AANGELEVERD FRAGMENT ::
====================

Mei 1999
 VHV Online | VHV Dossier
Jaargang 3, Nummer 5

Jeroen de Groot:
"Ik heb gekozen voor de Europese viooltraditie"

Een gesprek met Jeroen op de dag na zijn eerste repetitie met het PSO. Hoe typeert hij zijn stijl van vioolspelen? Wat is de overeenkomst tussen vioolspelen en golfen? En we vroegen hem waarom zijn naam niet op Internet te vinden is.

“Sta ik niet op Internet? Nou, misschien komt dat nog wel. Eigenlijk ben ik in velerlei opzichten een ouderwets soort violist. Ik ben, ondanks dat we in een tijd leven waarin dit hoogtij viert, niet commercieel denkend. Het allerbelangrijkste van concerten geven is voor mij dat je de mensen iets meegeeft om over na te denken. Al het andere is ondergeschikt, slechts buitenkant! Toen ik in 1985 het Oscar Back concours won kwam ik automatisch terecht bij het Nederlands Impresariaat. Ik heb toen veel concerten gegeven in Nederland. Maar na twee jaar trekt dat bureau zich terug, en toen speelde ik veel minder. Dat kwam mij wel goed uit, want van de beurs die ik gewonnen had wilde ik gaan studeren. Ik heb toen in Salzburg gestudeerd bij Sándor Végh en vervolgens bij Ivry Gitlis in Parijs.

====================

OPDRACHT 1 :: Zet de items vanaf de regel met "ceiling fan, one" tot en met het einde van de items om in een CSV met twee kolommen, invoer en uitvoer: één rij per item, met de tekst en het antwoord elk in één veld tussen aanhalingstekens en regeleinden vervangen door spaties.
Het fragment en de items hebben elk een andere herkomst.

====================

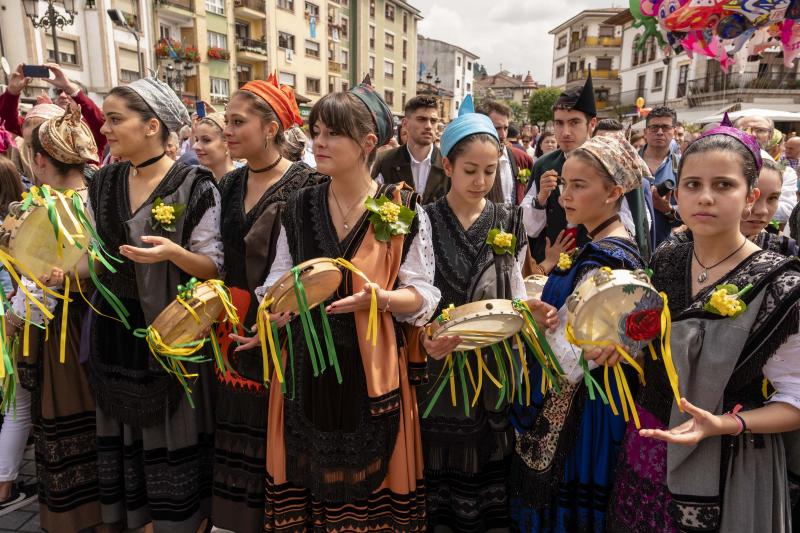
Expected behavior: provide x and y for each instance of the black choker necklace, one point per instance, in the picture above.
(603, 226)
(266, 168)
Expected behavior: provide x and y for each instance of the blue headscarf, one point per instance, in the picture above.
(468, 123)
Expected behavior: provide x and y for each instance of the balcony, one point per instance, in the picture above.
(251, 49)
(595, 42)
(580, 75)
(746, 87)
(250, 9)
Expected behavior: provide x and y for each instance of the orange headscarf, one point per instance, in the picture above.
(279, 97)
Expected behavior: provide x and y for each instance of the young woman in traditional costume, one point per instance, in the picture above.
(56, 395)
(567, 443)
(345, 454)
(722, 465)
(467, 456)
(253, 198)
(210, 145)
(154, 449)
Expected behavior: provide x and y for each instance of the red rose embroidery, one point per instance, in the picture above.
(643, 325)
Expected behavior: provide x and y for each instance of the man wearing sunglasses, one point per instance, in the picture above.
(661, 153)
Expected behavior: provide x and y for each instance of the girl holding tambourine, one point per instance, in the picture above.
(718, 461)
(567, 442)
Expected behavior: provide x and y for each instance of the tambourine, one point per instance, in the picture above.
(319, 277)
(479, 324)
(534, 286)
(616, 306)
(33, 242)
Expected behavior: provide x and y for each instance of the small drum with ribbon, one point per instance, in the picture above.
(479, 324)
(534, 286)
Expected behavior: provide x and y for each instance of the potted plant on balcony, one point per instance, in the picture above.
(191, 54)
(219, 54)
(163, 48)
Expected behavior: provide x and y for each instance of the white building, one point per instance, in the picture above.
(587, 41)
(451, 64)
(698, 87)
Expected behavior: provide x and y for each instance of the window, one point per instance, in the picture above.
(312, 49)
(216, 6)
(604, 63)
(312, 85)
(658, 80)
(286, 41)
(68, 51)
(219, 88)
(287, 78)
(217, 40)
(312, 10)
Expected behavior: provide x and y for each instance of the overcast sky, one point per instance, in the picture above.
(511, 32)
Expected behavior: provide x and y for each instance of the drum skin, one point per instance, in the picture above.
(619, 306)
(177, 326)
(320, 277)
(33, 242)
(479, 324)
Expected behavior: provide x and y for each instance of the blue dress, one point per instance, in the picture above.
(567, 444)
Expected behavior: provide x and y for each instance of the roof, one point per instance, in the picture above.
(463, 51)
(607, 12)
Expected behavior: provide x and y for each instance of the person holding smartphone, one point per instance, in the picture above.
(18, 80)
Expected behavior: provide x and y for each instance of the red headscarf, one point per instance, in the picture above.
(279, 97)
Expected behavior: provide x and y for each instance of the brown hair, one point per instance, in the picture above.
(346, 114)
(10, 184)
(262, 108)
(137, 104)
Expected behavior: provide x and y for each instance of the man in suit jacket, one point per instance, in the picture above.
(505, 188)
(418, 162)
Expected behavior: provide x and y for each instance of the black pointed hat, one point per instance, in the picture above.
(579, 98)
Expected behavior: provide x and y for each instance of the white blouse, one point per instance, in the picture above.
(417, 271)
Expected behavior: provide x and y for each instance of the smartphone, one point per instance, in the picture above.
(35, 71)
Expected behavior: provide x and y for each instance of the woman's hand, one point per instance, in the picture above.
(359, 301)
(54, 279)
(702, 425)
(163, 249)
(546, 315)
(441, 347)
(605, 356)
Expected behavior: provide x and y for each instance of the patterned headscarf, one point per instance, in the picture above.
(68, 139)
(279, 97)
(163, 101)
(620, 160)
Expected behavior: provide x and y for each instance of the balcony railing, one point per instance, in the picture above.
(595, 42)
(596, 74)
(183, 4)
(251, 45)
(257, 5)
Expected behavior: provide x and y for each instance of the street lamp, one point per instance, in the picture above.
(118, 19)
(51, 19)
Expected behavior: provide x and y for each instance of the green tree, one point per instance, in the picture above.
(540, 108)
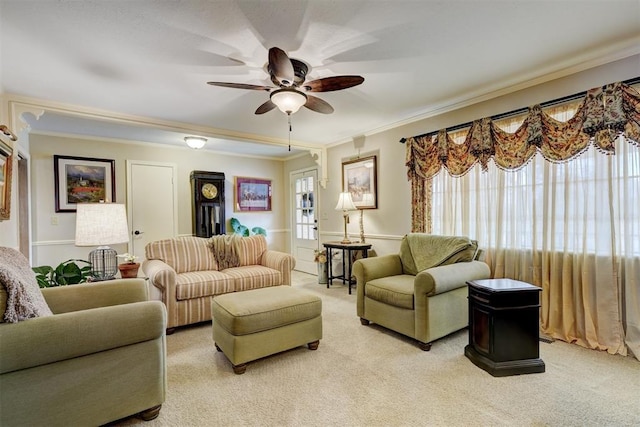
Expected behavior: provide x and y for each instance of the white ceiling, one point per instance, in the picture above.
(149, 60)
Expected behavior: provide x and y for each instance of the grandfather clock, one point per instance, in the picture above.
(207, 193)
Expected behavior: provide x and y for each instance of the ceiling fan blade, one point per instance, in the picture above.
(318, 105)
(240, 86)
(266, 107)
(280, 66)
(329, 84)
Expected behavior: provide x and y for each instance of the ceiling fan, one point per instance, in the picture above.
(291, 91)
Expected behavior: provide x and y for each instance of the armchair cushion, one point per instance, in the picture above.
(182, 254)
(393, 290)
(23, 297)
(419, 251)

====================

OPDRACHT 2 :: Noem alle landen en steden die in het fragment over Jeroen de Groot bij naam voorkomen.

JUIST ANTWOORD 1 ::
invoer,uitvoer
"Expected behavior: provide x and y for each instance of the ceiling fan, one point per instance, in the picture above.","(291, 91)"
"Expected behavior: provide x and y for each instance of the armchair cushion, one point per instance, in the picture above.","(182, 254) (393, 290) (23, 297) (419, 251)"

JUIST ANTWOORD 2 :: Nederland, Salzburg, Parijs